◆ Your instructions
Only the lines from the one holding "the loveseat, each" to the end of the data should be echoed, exactly as they appear, minus the pictures.

Dataset entries:

· · ·

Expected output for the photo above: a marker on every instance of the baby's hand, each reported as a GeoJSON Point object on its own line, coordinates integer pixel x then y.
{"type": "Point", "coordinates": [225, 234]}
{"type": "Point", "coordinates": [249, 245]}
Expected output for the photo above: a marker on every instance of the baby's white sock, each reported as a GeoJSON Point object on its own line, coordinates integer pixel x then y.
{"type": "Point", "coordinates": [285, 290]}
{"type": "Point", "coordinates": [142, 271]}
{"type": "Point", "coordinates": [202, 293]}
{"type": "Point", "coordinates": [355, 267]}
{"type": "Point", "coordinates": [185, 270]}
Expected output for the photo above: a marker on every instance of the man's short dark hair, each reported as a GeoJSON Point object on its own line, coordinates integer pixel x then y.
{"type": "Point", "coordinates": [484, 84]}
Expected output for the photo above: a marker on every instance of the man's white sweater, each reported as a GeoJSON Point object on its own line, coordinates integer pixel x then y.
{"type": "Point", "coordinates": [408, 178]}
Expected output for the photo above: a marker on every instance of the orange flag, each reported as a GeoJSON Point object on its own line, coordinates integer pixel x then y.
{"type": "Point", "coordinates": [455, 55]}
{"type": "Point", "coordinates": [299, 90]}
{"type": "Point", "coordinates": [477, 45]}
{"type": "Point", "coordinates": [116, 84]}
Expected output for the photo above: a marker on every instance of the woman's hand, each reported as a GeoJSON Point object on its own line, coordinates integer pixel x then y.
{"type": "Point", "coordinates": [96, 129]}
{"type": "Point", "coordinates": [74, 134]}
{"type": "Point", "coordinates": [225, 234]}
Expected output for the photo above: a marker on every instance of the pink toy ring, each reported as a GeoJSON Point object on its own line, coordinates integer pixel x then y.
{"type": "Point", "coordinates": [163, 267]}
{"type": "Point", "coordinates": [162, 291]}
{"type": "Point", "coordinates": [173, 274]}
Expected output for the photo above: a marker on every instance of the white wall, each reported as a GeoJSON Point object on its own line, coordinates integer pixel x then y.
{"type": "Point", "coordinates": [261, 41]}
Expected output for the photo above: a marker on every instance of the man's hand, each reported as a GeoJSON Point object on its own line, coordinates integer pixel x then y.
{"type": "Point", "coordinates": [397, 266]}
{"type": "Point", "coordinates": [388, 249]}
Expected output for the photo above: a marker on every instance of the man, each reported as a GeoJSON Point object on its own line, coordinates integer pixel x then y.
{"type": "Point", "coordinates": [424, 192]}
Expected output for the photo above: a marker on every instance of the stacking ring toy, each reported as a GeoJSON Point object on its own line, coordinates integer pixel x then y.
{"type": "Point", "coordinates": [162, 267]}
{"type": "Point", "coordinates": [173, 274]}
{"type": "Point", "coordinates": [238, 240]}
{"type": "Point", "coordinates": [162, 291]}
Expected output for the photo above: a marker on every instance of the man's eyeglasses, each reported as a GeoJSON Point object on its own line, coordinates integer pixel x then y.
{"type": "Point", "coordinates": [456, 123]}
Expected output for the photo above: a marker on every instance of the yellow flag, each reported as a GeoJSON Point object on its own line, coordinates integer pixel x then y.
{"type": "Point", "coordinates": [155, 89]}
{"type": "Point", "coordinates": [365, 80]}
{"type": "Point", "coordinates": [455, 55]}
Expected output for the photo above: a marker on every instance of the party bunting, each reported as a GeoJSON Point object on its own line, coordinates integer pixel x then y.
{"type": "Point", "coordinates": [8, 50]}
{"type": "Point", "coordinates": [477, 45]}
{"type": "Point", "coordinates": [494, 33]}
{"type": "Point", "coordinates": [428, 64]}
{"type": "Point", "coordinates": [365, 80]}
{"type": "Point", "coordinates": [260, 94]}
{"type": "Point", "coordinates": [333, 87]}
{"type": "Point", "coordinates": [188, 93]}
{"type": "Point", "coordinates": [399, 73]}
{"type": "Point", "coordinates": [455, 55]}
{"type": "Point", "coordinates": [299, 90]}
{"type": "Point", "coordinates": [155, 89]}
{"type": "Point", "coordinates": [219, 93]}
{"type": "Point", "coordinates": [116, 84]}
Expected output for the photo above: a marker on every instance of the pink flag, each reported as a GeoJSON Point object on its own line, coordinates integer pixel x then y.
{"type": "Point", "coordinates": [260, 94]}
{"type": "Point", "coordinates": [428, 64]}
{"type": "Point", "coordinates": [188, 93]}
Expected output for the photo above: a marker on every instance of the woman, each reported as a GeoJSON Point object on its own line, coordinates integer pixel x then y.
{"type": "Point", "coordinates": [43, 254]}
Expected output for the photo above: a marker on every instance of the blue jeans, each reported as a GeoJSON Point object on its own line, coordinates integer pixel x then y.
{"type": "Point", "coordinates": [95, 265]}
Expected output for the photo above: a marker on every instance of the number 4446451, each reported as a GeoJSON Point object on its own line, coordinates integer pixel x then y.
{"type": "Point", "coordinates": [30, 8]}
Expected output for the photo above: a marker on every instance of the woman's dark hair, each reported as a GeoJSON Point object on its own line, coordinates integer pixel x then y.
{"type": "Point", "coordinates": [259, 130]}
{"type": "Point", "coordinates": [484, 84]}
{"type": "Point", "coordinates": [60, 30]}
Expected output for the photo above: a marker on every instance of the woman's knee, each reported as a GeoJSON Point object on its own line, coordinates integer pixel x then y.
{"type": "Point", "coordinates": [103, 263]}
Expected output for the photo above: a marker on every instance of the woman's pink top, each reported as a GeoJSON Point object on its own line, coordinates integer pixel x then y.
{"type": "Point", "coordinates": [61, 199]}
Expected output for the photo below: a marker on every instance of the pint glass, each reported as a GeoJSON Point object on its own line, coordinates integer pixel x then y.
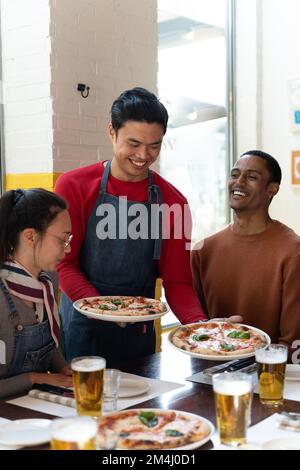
{"type": "Point", "coordinates": [232, 400]}
{"type": "Point", "coordinates": [78, 433]}
{"type": "Point", "coordinates": [271, 362]}
{"type": "Point", "coordinates": [88, 375]}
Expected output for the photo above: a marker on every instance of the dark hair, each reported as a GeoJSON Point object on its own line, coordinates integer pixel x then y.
{"type": "Point", "coordinates": [272, 164]}
{"type": "Point", "coordinates": [19, 209]}
{"type": "Point", "coordinates": [138, 104]}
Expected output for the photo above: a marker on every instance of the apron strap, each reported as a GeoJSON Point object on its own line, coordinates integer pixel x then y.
{"type": "Point", "coordinates": [105, 177]}
{"type": "Point", "coordinates": [155, 197]}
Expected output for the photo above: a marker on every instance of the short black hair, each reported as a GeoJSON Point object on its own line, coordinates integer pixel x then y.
{"type": "Point", "coordinates": [138, 104]}
{"type": "Point", "coordinates": [20, 209]}
{"type": "Point", "coordinates": [272, 164]}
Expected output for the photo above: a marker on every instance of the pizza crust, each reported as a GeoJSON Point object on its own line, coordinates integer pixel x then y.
{"type": "Point", "coordinates": [122, 306]}
{"type": "Point", "coordinates": [135, 435]}
{"type": "Point", "coordinates": [191, 338]}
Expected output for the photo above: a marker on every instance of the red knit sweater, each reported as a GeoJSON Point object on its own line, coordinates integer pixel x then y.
{"type": "Point", "coordinates": [80, 187]}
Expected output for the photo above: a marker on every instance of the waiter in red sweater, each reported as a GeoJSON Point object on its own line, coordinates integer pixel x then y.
{"type": "Point", "coordinates": [106, 259]}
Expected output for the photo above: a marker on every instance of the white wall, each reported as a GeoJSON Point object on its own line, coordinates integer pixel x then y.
{"type": "Point", "coordinates": [26, 81]}
{"type": "Point", "coordinates": [49, 46]}
{"type": "Point", "coordinates": [267, 58]}
{"type": "Point", "coordinates": [110, 45]}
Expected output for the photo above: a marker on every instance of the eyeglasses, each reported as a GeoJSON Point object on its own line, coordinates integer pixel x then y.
{"type": "Point", "coordinates": [65, 242]}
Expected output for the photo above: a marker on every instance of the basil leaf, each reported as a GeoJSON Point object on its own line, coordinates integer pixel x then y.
{"type": "Point", "coordinates": [200, 337]}
{"type": "Point", "coordinates": [244, 335]}
{"type": "Point", "coordinates": [173, 433]}
{"type": "Point", "coordinates": [227, 347]}
{"type": "Point", "coordinates": [239, 334]}
{"type": "Point", "coordinates": [148, 418]}
{"type": "Point", "coordinates": [107, 307]}
{"type": "Point", "coordinates": [117, 302]}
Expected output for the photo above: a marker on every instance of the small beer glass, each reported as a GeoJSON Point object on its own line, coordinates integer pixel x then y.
{"type": "Point", "coordinates": [232, 391]}
{"type": "Point", "coordinates": [271, 363]}
{"type": "Point", "coordinates": [88, 379]}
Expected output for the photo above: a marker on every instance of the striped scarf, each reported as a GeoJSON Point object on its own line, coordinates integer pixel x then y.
{"type": "Point", "coordinates": [24, 285]}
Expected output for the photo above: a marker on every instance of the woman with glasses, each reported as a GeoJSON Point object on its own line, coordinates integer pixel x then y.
{"type": "Point", "coordinates": [35, 234]}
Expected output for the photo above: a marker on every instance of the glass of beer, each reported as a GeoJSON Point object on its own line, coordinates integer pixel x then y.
{"type": "Point", "coordinates": [77, 433]}
{"type": "Point", "coordinates": [88, 373]}
{"type": "Point", "coordinates": [232, 392]}
{"type": "Point", "coordinates": [271, 362]}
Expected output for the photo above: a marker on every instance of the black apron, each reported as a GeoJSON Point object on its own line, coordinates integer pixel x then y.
{"type": "Point", "coordinates": [116, 266]}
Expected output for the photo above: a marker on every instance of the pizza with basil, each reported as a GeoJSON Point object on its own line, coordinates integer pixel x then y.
{"type": "Point", "coordinates": [218, 338]}
{"type": "Point", "coordinates": [122, 306]}
{"type": "Point", "coordinates": [154, 429]}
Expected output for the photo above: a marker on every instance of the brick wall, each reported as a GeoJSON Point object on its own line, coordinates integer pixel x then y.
{"type": "Point", "coordinates": [51, 45]}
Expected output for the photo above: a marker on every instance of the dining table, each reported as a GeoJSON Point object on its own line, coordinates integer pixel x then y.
{"type": "Point", "coordinates": [174, 366]}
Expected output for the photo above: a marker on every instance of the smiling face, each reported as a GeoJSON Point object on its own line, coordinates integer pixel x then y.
{"type": "Point", "coordinates": [136, 146]}
{"type": "Point", "coordinates": [50, 247]}
{"type": "Point", "coordinates": [249, 185]}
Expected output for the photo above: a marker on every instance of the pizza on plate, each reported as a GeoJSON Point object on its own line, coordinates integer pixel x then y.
{"type": "Point", "coordinates": [154, 429]}
{"type": "Point", "coordinates": [122, 306]}
{"type": "Point", "coordinates": [218, 338]}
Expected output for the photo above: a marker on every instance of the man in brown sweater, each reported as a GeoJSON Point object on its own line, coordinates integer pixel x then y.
{"type": "Point", "coordinates": [252, 267]}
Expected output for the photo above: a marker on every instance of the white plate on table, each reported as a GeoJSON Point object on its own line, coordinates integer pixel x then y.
{"type": "Point", "coordinates": [292, 372]}
{"type": "Point", "coordinates": [117, 318]}
{"type": "Point", "coordinates": [286, 443]}
{"type": "Point", "coordinates": [25, 432]}
{"type": "Point", "coordinates": [217, 357]}
{"type": "Point", "coordinates": [132, 387]}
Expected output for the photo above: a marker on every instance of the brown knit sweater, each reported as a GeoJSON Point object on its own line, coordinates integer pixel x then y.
{"type": "Point", "coordinates": [256, 276]}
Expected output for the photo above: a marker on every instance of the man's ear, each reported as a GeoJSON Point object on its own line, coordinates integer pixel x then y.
{"type": "Point", "coordinates": [273, 189]}
{"type": "Point", "coordinates": [29, 236]}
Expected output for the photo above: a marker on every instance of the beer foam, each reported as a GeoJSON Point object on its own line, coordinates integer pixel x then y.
{"type": "Point", "coordinates": [89, 364]}
{"type": "Point", "coordinates": [270, 356]}
{"type": "Point", "coordinates": [74, 429]}
{"type": "Point", "coordinates": [234, 388]}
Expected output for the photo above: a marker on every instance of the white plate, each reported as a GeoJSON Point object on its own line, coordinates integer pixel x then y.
{"type": "Point", "coordinates": [193, 445]}
{"type": "Point", "coordinates": [118, 318]}
{"type": "Point", "coordinates": [292, 372]}
{"type": "Point", "coordinates": [130, 387]}
{"type": "Point", "coordinates": [286, 443]}
{"type": "Point", "coordinates": [218, 357]}
{"type": "Point", "coordinates": [25, 432]}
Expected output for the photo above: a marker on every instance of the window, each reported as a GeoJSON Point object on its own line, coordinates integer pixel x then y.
{"type": "Point", "coordinates": [194, 59]}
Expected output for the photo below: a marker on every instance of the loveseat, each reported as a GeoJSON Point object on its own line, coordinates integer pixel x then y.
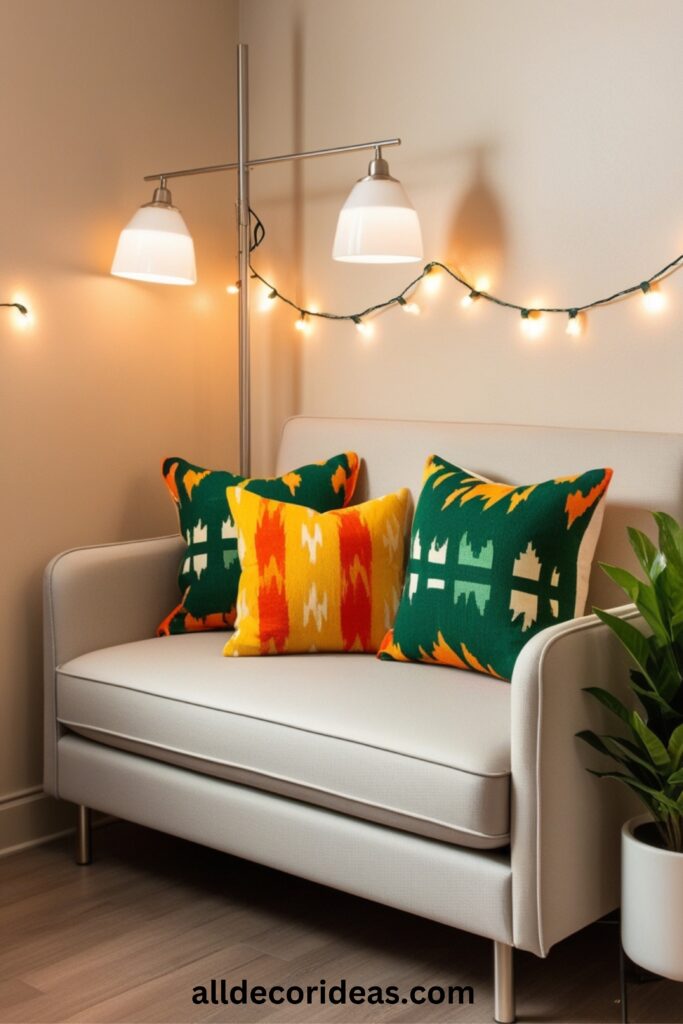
{"type": "Point", "coordinates": [447, 794]}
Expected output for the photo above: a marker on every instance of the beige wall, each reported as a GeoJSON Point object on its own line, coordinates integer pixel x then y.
{"type": "Point", "coordinates": [542, 145]}
{"type": "Point", "coordinates": [112, 375]}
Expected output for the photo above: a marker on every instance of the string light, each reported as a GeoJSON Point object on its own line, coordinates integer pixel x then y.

· · ·

◆ Exercise result
Expected output for the photo below: a marker on every instance of the loveseat, each reported as a GeoJSON Point object on its own line, coordinates integer pixel x then y.
{"type": "Point", "coordinates": [447, 794]}
Expected output for the photo above: a marker on every instance of the beige wall, each reported as a GeoJSON Point object on its own line, coordinates integer pixel x then y.
{"type": "Point", "coordinates": [542, 145]}
{"type": "Point", "coordinates": [112, 375]}
Expected output for the photo above: a marker on every instance of the string light, each reported as a GeoJSON Point object on its own line, coordinates integer pixel x then y.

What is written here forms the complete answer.